По понятным причинам больше всего места в «Повести о жизни» отведено Киеву: детство – отрочество – юность. Здесь жили родители и сестра, братья, сюда он вернулся в разгар Гражданской войны, чтобы послужить в караульном полку армии Скоропадского и удрать при первой возможности на юг.
Родной город Паустовский, равно как и его земляк и почти ровесник по Первой, имени Александра Первого Благословенного, мужской гимназии, Михаил Булгаков, описывает сдержанно, почти газетно. При этом как настоящий мастер слова дает картинку, по которой мы можем судить о том, каким был Киев начала двадцатого века.
Вот, к примеру, зримая прогулка:
«Я свернул по Глубочице на Подол. Холодные сапожники стучали молотками по старым подошвам. Молотки высекали из кожи струйки пыли. Мальчишки били из рогаток по воробьям. На дрогах везли муку. Она сыпалась на мостовую из дырявых мешков. Во дворах женщины развешивали цветное белье.
День был ветреный. Ветер вздувал над Подолом мусор. Высоко на холме подымался над городом Андреевский собор с серебряными куполами – нарядное творение Растрелли. Красные картуши колонн могуче изгибались».
Или вот такой карандашный набросок:
«Пыль дымилась над Сенным базаром. Над скучной Львовской улицей плыли одинаковые круглые облака. Едко пахло конским навозом. Седая лошаденка тащила телегу с мешками угля. Измазанный углем человек шел рядом и уныло кричал:
– Уголля надо?»

+++

Условие задачи 1> Определите по фрагменту о Киеве у Паустовского, верны ли утверждения: (a) в разгар Гражданской войны он вернулся в Киев; (b) Андреевский собор описан с золотыми куполами; (c) родной город Паустовский описывает сдержанно. Для каждого ответьте «да» или «нет» и приведите решающую цитату.

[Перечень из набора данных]
+++

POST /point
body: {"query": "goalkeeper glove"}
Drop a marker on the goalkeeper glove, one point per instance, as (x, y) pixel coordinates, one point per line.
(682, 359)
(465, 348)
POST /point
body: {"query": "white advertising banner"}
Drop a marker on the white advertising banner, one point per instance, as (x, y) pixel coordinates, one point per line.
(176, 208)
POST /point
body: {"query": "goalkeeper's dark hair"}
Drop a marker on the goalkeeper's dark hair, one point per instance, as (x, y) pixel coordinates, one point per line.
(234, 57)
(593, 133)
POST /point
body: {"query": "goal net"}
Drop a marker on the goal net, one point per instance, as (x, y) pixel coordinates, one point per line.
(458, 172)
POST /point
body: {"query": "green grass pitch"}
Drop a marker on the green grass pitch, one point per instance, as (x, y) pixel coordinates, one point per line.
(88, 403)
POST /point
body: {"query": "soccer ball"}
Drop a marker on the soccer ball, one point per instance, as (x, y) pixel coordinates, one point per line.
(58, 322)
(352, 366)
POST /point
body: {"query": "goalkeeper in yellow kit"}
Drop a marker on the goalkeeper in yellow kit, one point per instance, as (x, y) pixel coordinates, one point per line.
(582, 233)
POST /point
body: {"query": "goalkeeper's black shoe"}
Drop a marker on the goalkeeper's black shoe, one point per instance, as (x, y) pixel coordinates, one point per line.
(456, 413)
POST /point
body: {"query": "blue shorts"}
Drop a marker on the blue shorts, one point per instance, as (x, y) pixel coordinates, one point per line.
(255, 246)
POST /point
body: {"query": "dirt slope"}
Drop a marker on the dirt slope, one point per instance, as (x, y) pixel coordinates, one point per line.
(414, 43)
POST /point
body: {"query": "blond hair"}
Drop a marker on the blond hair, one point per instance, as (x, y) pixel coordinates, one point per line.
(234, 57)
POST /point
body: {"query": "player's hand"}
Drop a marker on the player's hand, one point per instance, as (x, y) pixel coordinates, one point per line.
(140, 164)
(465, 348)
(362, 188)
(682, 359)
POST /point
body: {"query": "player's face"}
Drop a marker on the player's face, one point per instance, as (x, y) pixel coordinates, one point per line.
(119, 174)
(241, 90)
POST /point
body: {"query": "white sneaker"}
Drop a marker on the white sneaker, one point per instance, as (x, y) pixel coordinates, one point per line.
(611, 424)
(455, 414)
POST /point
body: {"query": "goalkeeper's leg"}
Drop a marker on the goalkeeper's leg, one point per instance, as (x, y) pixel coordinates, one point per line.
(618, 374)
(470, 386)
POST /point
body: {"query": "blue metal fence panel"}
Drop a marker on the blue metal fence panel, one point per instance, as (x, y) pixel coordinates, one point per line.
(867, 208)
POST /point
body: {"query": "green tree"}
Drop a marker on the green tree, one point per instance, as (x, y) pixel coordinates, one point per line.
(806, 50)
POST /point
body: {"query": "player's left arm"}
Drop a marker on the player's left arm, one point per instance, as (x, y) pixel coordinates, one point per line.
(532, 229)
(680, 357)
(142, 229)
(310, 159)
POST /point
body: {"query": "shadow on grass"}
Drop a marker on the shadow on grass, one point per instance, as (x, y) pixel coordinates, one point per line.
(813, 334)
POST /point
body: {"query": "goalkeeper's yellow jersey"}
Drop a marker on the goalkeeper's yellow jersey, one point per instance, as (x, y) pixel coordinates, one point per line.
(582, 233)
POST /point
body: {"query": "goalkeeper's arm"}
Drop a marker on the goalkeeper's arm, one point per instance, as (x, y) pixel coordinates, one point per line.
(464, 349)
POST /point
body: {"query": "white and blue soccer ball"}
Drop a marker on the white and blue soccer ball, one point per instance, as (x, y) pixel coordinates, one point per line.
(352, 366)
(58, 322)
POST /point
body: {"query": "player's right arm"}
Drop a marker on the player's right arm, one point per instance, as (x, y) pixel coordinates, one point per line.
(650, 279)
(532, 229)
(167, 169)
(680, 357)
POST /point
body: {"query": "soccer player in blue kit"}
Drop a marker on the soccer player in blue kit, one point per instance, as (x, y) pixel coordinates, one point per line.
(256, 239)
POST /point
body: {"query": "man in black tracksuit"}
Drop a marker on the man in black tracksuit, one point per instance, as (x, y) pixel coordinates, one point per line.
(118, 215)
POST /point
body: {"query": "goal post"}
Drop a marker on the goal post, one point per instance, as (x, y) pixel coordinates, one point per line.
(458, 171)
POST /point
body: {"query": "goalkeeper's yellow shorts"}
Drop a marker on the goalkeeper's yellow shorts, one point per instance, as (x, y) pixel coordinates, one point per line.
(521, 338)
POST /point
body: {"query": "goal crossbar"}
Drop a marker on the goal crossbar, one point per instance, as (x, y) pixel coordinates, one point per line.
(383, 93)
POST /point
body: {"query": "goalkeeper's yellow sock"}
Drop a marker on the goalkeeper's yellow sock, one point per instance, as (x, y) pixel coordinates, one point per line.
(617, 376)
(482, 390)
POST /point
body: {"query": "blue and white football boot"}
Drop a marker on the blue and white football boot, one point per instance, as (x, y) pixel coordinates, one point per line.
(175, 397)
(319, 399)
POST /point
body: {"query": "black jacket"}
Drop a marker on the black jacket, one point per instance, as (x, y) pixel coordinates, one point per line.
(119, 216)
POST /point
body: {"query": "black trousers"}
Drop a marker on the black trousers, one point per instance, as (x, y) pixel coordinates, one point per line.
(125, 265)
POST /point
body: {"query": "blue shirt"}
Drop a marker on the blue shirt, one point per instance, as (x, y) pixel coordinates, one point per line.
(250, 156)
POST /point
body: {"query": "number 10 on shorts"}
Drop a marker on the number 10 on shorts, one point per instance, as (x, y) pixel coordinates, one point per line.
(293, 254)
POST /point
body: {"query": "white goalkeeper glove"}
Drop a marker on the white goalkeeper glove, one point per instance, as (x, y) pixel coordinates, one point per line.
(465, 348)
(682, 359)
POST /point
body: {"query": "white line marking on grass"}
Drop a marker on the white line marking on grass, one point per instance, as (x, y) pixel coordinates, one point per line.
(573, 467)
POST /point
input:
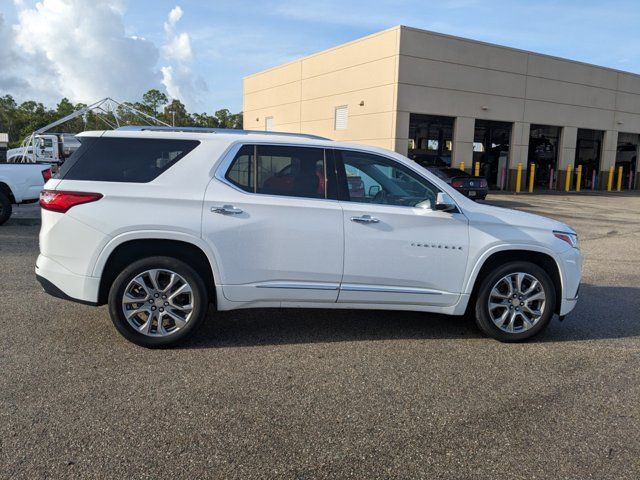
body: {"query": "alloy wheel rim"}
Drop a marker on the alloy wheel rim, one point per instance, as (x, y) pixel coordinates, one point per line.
(158, 302)
(516, 302)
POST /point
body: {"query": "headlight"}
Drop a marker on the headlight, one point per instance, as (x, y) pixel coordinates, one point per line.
(570, 237)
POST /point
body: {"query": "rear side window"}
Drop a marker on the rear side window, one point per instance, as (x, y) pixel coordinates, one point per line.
(241, 171)
(291, 171)
(133, 160)
(283, 170)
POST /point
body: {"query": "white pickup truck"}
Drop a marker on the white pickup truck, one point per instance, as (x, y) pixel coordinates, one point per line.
(20, 183)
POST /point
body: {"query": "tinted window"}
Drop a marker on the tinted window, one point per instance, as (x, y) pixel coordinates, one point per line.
(374, 179)
(291, 171)
(124, 159)
(240, 172)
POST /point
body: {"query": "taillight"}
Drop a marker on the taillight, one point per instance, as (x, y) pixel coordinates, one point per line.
(62, 201)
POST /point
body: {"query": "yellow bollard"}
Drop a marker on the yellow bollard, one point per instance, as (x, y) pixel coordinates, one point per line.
(610, 179)
(518, 177)
(620, 178)
(567, 180)
(532, 176)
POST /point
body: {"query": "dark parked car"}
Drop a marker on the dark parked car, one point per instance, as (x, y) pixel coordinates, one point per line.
(472, 187)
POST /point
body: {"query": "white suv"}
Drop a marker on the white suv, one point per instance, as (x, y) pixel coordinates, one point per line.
(159, 223)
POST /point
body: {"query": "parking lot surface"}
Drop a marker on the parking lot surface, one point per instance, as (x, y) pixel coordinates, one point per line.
(330, 394)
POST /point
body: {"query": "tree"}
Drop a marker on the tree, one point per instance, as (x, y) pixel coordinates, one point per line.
(176, 114)
(153, 100)
(20, 120)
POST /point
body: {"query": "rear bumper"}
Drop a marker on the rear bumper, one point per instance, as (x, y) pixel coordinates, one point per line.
(567, 305)
(58, 281)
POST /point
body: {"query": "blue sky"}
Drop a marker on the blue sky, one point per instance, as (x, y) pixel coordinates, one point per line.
(204, 49)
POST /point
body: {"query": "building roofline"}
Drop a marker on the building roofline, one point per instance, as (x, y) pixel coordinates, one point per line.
(322, 52)
(443, 35)
(514, 49)
(223, 131)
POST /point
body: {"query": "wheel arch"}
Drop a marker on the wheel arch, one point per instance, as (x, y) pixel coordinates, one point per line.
(125, 249)
(6, 189)
(538, 256)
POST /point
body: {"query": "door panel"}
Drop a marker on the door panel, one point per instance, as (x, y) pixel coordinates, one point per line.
(397, 248)
(271, 247)
(411, 255)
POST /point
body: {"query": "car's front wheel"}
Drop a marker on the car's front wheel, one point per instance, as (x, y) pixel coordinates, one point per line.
(157, 301)
(515, 301)
(5, 208)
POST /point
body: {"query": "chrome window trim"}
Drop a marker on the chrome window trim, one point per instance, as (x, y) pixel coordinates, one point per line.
(228, 157)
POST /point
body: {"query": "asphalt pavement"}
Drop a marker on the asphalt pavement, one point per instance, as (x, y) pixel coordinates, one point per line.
(305, 394)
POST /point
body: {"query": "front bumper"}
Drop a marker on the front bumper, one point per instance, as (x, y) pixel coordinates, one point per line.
(60, 282)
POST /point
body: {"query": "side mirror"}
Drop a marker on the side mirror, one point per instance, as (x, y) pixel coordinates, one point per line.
(444, 203)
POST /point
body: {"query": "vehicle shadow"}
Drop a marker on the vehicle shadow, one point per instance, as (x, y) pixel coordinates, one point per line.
(602, 313)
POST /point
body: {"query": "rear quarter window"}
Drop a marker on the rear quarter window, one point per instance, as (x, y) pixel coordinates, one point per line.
(134, 160)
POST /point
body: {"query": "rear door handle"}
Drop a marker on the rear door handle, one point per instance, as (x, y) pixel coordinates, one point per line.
(365, 219)
(226, 210)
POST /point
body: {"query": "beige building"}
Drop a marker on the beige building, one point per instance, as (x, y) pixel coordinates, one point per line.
(445, 100)
(4, 142)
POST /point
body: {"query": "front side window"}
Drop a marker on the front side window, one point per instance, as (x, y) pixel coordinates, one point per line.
(378, 180)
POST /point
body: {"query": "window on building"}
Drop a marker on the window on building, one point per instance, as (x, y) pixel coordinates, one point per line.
(588, 154)
(341, 117)
(491, 151)
(268, 124)
(544, 141)
(627, 158)
(431, 139)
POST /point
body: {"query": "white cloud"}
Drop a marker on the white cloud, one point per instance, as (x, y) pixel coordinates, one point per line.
(68, 48)
(174, 16)
(177, 76)
(178, 45)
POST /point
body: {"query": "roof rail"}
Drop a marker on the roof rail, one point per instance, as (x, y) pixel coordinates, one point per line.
(140, 128)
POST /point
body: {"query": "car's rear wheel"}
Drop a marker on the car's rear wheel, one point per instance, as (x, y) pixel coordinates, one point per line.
(5, 208)
(157, 301)
(515, 301)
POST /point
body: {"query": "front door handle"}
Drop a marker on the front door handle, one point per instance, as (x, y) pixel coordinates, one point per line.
(365, 219)
(226, 210)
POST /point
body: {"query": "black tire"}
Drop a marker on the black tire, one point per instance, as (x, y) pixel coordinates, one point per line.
(5, 208)
(483, 318)
(199, 300)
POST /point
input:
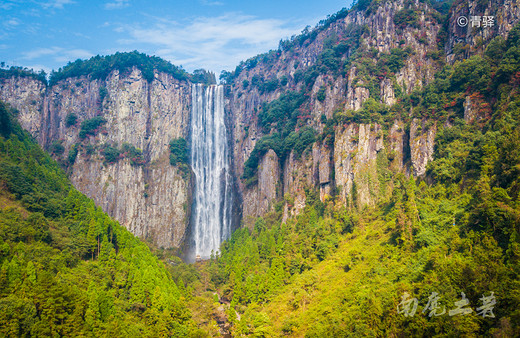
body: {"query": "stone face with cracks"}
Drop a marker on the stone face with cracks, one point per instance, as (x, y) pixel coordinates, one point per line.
(152, 200)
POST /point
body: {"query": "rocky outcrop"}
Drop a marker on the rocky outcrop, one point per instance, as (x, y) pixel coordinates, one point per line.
(422, 141)
(26, 95)
(471, 36)
(259, 199)
(350, 165)
(152, 199)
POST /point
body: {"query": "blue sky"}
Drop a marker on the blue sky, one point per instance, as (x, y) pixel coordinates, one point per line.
(210, 34)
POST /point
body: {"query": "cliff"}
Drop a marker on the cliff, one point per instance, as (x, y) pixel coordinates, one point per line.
(361, 62)
(331, 115)
(147, 195)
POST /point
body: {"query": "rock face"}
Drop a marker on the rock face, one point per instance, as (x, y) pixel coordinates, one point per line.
(152, 200)
(349, 165)
(352, 67)
(472, 38)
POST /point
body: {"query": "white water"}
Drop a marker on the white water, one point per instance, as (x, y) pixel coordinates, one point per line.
(210, 161)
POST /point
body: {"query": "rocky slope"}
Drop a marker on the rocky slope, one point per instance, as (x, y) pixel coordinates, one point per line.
(151, 199)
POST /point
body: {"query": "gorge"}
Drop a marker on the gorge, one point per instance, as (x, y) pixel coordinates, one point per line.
(213, 195)
(369, 158)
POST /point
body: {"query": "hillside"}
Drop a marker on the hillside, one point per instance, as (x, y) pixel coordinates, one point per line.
(376, 165)
(342, 270)
(66, 268)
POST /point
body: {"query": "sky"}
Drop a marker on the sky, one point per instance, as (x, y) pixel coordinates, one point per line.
(211, 34)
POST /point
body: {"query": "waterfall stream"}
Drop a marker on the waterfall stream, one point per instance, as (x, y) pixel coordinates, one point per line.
(211, 215)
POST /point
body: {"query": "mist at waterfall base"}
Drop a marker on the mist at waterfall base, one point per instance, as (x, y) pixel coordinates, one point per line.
(211, 217)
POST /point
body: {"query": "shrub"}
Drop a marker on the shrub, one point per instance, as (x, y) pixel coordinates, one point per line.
(73, 153)
(90, 126)
(134, 154)
(57, 147)
(71, 119)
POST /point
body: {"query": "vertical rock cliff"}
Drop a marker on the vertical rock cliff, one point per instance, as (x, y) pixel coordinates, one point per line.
(353, 64)
(146, 194)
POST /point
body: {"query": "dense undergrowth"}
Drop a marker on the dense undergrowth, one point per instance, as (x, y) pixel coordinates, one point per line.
(342, 271)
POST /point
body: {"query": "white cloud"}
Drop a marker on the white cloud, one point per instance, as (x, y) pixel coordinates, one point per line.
(117, 4)
(213, 43)
(11, 23)
(58, 4)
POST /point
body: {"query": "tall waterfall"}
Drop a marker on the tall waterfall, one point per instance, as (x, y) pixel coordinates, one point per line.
(211, 217)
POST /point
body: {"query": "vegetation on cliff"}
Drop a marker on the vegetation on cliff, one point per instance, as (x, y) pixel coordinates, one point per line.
(66, 268)
(99, 67)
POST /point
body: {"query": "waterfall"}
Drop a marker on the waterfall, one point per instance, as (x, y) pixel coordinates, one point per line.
(211, 215)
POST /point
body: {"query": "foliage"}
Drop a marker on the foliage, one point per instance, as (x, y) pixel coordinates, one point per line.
(73, 153)
(178, 151)
(66, 268)
(71, 119)
(57, 148)
(337, 270)
(6, 123)
(91, 126)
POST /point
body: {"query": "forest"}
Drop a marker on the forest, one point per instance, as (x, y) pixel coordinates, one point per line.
(68, 269)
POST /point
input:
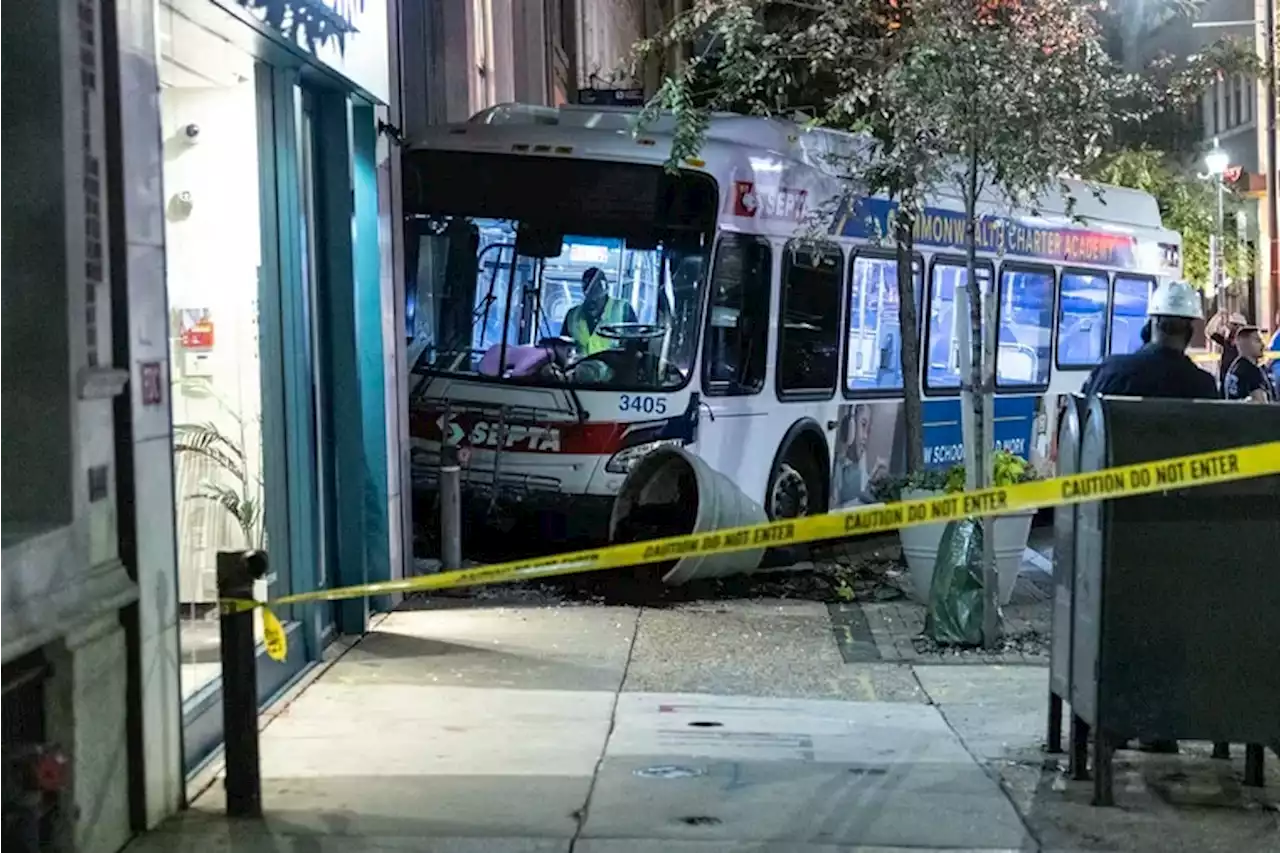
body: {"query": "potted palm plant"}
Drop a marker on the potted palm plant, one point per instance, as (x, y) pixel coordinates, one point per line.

+++

Условие задачи 2> Найдите в перечне все строки, содержащие слово "sneaker", и выпишите их. Регистр учитывается.

Полное решение 1>
(a) Да: «сюда он вернулся в разгар Гражданской войны».
(b) Нет: «Андреевский собор с серебряными куполами».
(c) Да: «описывает сдержанно, почти газетно».

Полное решение 2>
body: {"query": "white sneaker"}
Drop a marker on the white sneaker, one point per instance, as (x, y) pixel coordinates, one point per line.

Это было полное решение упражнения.